>> start Record set

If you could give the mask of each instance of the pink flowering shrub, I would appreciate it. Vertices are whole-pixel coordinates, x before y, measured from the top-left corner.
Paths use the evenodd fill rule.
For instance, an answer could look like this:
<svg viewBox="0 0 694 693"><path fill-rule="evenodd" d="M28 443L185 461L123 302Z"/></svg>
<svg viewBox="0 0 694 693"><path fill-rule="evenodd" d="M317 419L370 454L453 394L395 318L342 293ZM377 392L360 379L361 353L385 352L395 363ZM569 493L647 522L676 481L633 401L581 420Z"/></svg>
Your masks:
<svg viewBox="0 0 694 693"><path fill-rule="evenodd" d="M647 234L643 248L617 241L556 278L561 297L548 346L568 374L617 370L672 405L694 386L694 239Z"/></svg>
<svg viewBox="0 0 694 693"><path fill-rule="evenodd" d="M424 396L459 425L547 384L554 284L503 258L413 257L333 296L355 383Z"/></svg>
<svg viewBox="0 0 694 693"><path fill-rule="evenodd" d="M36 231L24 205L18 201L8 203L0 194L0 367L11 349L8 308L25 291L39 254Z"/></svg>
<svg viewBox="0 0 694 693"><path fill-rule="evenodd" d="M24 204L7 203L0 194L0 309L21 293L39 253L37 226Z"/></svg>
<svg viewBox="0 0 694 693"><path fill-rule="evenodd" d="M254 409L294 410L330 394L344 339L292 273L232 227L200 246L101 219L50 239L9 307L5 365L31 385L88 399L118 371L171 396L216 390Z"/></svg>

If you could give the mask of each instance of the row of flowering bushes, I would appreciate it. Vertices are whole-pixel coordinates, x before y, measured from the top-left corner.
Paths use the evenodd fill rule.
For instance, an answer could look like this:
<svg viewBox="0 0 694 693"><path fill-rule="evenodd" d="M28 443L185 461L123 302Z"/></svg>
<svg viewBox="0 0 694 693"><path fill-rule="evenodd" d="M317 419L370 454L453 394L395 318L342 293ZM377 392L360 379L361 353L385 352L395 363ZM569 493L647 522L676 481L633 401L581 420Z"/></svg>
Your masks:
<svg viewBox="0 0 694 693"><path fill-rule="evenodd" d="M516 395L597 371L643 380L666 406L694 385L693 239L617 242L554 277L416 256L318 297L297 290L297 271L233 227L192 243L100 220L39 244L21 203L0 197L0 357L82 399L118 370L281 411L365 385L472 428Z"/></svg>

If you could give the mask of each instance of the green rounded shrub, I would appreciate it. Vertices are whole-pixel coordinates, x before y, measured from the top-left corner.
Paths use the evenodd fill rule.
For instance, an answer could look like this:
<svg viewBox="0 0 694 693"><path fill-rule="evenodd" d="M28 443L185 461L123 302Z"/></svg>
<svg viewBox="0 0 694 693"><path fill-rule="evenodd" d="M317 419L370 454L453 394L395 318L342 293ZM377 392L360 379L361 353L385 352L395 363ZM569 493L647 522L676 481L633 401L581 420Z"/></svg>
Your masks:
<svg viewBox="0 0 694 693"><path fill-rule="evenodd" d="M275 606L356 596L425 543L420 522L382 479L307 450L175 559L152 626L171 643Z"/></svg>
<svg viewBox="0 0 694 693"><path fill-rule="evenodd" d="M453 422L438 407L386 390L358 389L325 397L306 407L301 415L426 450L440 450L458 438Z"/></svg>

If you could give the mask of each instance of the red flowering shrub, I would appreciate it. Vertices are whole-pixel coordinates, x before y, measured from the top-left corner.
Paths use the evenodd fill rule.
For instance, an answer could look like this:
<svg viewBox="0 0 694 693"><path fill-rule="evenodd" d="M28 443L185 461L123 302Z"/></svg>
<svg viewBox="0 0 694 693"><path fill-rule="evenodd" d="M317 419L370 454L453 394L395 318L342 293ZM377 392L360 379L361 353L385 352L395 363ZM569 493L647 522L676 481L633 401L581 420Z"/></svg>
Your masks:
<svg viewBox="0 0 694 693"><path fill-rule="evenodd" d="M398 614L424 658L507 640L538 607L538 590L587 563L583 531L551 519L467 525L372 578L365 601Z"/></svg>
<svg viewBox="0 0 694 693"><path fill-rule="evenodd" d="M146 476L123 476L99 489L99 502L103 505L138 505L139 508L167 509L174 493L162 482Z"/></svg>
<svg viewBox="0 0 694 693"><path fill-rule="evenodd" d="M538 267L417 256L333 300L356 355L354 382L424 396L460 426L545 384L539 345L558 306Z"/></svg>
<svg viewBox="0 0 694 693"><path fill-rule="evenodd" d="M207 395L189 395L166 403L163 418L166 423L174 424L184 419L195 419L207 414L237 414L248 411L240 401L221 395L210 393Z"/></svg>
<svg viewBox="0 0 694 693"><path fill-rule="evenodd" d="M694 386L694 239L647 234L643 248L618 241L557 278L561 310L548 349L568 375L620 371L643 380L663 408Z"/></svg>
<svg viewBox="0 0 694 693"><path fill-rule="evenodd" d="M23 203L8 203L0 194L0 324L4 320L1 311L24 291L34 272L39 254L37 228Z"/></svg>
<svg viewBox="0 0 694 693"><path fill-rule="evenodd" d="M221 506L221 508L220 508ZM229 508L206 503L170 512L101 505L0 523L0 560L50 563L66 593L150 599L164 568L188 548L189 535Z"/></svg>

>> end Record set

Rewrite all the rows above, replacing "top-left corner" with "upper-left corner" wherever it occurs and leaving everything else unchanged.

▶ _The completed task_
If you could give the mask of each instance of the pink flowering shrub, I would appreciate it. Vertices are whole-pixel coordinates, x before y, measured from the upper-left corner.
Paths use the evenodd fill rule.
For instance, an answer could look like this:
<svg viewBox="0 0 694 693"><path fill-rule="evenodd" d="M28 443L185 461L123 302Z"/></svg>
<svg viewBox="0 0 694 693"><path fill-rule="evenodd" d="M317 419L370 454L453 394L395 318L342 293ZM377 392L360 379L361 353L385 352L395 363ZM569 493L647 522L676 481L633 401L581 420Z"/></svg>
Your masks:
<svg viewBox="0 0 694 693"><path fill-rule="evenodd" d="M647 234L643 248L617 241L556 278L561 297L548 346L568 374L617 370L672 405L694 386L694 239Z"/></svg>
<svg viewBox="0 0 694 693"><path fill-rule="evenodd" d="M424 396L459 425L547 384L554 284L503 258L413 257L333 296L355 383Z"/></svg>
<svg viewBox="0 0 694 693"><path fill-rule="evenodd" d="M36 231L24 205L18 201L8 203L0 194L0 367L11 349L8 308L25 291L39 254Z"/></svg>
<svg viewBox="0 0 694 693"><path fill-rule="evenodd" d="M24 204L7 203L0 194L0 309L21 293L39 253L37 226Z"/></svg>
<svg viewBox="0 0 694 693"><path fill-rule="evenodd" d="M254 409L294 410L330 394L344 339L292 273L232 227L200 246L101 219L50 239L9 307L5 365L31 385L88 399L118 371L171 396L216 390Z"/></svg>

If you could give the mask of each instance of the row of flowering bushes, I would appreciate it. Vertices are whole-pixel coordinates, x before y, measured from the upper-left corner.
Paths use the evenodd fill rule.
For instance, an answer could look like this:
<svg viewBox="0 0 694 693"><path fill-rule="evenodd" d="M28 443L185 461L123 302Z"/></svg>
<svg viewBox="0 0 694 693"><path fill-rule="evenodd" d="M317 419L370 454L453 394L395 318L342 293ZM377 392L360 379L361 353L385 352L395 363ZM569 493L647 522L676 481L633 401L581 420Z"/></svg>
Your masks:
<svg viewBox="0 0 694 693"><path fill-rule="evenodd" d="M516 395L597 371L643 380L666 406L694 385L693 239L617 242L554 277L416 256L318 297L297 290L297 271L233 227L192 243L100 220L39 244L21 203L0 197L0 357L82 399L118 370L281 411L365 385L472 428Z"/></svg>

If you could give the mask of each instance of the green rounded shrub, I would appreciate it. Vertices are whole-pixel coordinates, x before y, measured from the upper-left corner.
Paths use the evenodd fill rule.
For instance, an answer could look like this:
<svg viewBox="0 0 694 693"><path fill-rule="evenodd" d="M28 443L185 461L123 302Z"/></svg>
<svg viewBox="0 0 694 693"><path fill-rule="evenodd" d="M317 419L370 454L453 394L395 318L342 293ZM377 392L360 379L361 353L385 352L395 363ZM569 493L647 522L676 481L633 401L581 420Z"/></svg>
Your masks:
<svg viewBox="0 0 694 693"><path fill-rule="evenodd" d="M275 606L356 596L425 543L420 522L382 479L307 450L175 559L152 626L171 643Z"/></svg>
<svg viewBox="0 0 694 693"><path fill-rule="evenodd" d="M453 422L438 407L386 390L358 389L325 397L306 407L301 415L426 450L440 450L458 438Z"/></svg>

If you could give the mask of each instance of the red flowering shrub, I would appreciate it. Vertices are whole-pixel coordinates, x before y, measured from the upper-left corner.
Paths use the evenodd fill rule.
For instance, an answer could look like this:
<svg viewBox="0 0 694 693"><path fill-rule="evenodd" d="M28 443L185 461L123 302Z"/></svg>
<svg viewBox="0 0 694 693"><path fill-rule="evenodd" d="M317 419L370 454L453 394L395 318L342 293ZM377 392L360 379L361 353L385 352L395 363ZM569 493L647 522L676 481L633 401L581 420Z"/></svg>
Your masks:
<svg viewBox="0 0 694 693"><path fill-rule="evenodd" d="M398 614L424 658L507 640L538 607L538 590L587 563L583 531L551 519L467 525L372 578L365 601Z"/></svg>
<svg viewBox="0 0 694 693"><path fill-rule="evenodd" d="M146 476L123 476L99 489L99 502L103 505L138 505L139 508L167 509L174 493L162 482Z"/></svg>
<svg viewBox="0 0 694 693"><path fill-rule="evenodd" d="M538 267L417 256L333 300L356 355L354 382L424 396L460 426L545 384L539 345L558 306Z"/></svg>
<svg viewBox="0 0 694 693"><path fill-rule="evenodd" d="M207 395L189 395L166 403L163 418L166 423L174 424L184 419L195 419L207 414L237 414L248 411L240 401L221 395L210 393Z"/></svg>
<svg viewBox="0 0 694 693"><path fill-rule="evenodd" d="M694 386L694 239L647 234L643 248L618 241L557 278L561 310L548 349L568 375L620 371L643 380L663 408Z"/></svg>
<svg viewBox="0 0 694 693"><path fill-rule="evenodd" d="M23 203L8 203L0 194L0 324L4 320L1 311L24 291L34 272L39 254L37 228Z"/></svg>
<svg viewBox="0 0 694 693"><path fill-rule="evenodd" d="M221 506L221 508L220 508ZM229 508L206 503L170 512L101 505L0 523L0 560L50 563L66 593L150 599L164 568L188 548L189 535Z"/></svg>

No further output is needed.